> PROMPT 1:
Answer these from the G&L guitar description:
(a) At what event and in what month and year was the reintroduction announced?
(b) What finish does this guitar's semi-hollow body have?
(c) Around what year did G&L stop offering the gold hardware option?

My guitar collection - G&L

 
 

Although G&L had finished a Z-coil equipped ASAT prototype for John Jorgenson somewhere around 1994/1995, it took another 2 years or so for it to become available to the general public. Its reintroduction, together with the Comanche, was announced at the January 1997 NAMM Show in Los Angeles and covered in the “G&L Craftsman” in May 1997. What both of these models have in common is the Z-coil, (one of) Leo’s last forays into pickup design, which had until then only been available on the pre-BBE Comanche V and Comanche VI. These nifty pickups use separate, slightly offset reverse wound Magnetic Field Design coils for the 3 bass strings and 3 treble strings, such that hum is cancelled but still with a lot of the single-coil sparkle. This exemplar has a semi-hollow swamp ash body with an f-hole in Tobacco Sunburst finish, wood top binding, and 3-ply crème pickguard nicely contrasting the black pickup covers. The gold hardware (Saddle-Lock bridge, control panel, volume and tone knobs, 5-position pickup selector, strap buttons, output jack, and Schaller Locking tuning machines) give it extra cachet and makes this guitar rare since G&L stopped offering this option around 2005 due to rapidly fluctuating gold prices. Under the covers, it has the standard ASAT Z-3 wiring harness. The beautiful flame hard-rock maple #2 neck, with 7½” maple fingerboard, Dunlop (Medium) Jumbo 6100 frets, and 1⅝” nut, only adds more to it. For the webpage on the G&L site see:

http://glguitars.com/product/asat-z-3-semi-hollow/.

> PROMPT 2:
Copy the records word for word, starting at the line that contains "Per the spec, this vision system identifies the wire" and ending at the line that contains "xmin=286 ymin=171 xmax=532 ymax=217", with both of those lines included.

> RECORDED INFORMATION:
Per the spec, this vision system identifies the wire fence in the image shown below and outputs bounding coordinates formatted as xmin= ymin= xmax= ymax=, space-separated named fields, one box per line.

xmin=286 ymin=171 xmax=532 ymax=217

---

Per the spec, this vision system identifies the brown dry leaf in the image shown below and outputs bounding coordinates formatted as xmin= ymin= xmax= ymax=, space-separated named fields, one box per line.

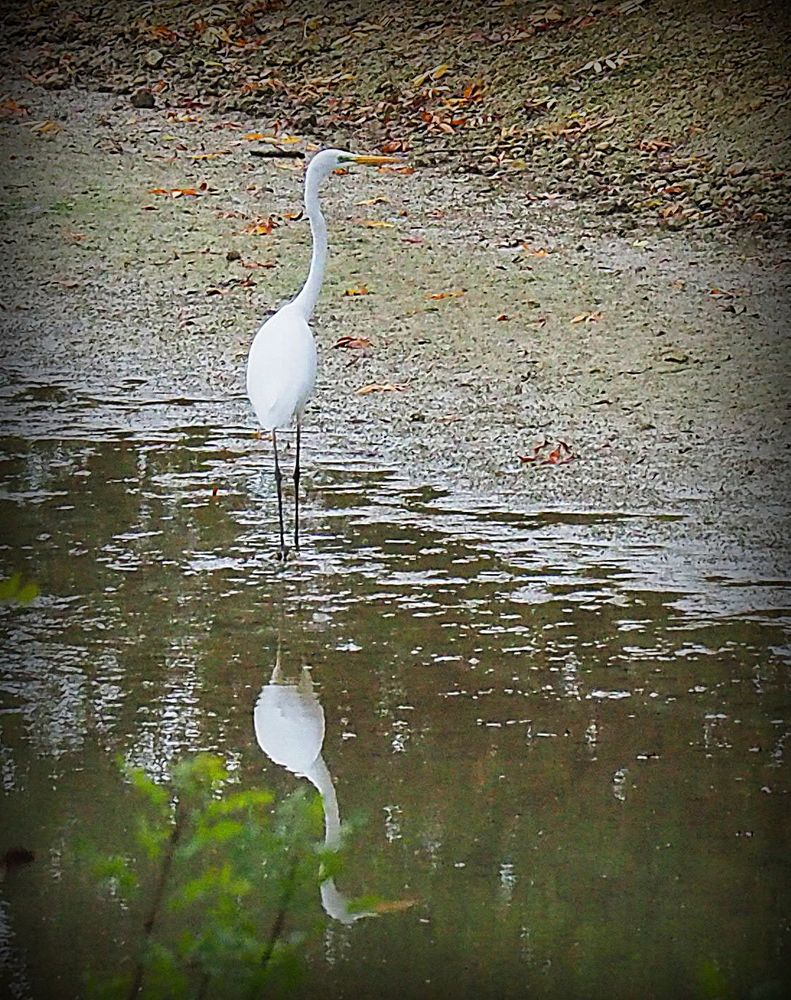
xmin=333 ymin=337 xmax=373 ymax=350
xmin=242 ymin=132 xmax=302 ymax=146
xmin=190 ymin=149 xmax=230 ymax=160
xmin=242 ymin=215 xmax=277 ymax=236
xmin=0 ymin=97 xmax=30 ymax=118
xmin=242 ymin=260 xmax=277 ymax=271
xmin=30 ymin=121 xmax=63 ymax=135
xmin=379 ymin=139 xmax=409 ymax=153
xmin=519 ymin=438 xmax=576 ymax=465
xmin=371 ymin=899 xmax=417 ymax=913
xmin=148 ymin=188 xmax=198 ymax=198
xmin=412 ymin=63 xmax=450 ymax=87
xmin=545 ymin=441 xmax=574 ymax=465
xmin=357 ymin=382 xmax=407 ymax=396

==

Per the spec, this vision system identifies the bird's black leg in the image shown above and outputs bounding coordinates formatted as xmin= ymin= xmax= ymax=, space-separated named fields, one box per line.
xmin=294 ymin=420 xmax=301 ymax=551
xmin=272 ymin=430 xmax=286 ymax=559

> TASK ANSWER 1:
(a) The NAMM Show in Los Angeles, January 1997.
(b) Tobacco Sunburst.
(c) Around 2005.

> TASK ANSWER 2:
Per the spec, this vision system identifies the wire fence in the image shown below and outputs bounding coordinates formatted as xmin= ymin= xmax= ymax=, space-separated named fields, one box per line.

xmin=286 ymin=171 xmax=532 ymax=217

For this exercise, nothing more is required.